Start of Entries shown

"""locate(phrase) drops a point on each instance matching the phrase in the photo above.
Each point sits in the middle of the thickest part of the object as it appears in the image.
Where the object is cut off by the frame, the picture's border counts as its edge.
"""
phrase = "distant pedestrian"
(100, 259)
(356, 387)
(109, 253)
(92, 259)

End of Entries shown

Task prompt ▸
From the first line to the last, reproduce the material word for word.

Task answer ▸
"""locate(phrase) drops a point on each instance matching the phrase in the photo above.
Each point sits in the middle of the thickest part of the object as it appears in the image.
Where the object is cut off by the frame, the picture's border counts as its edge.
"""
phrase = "distant pedestrian"
(100, 259)
(356, 387)
(109, 253)
(92, 259)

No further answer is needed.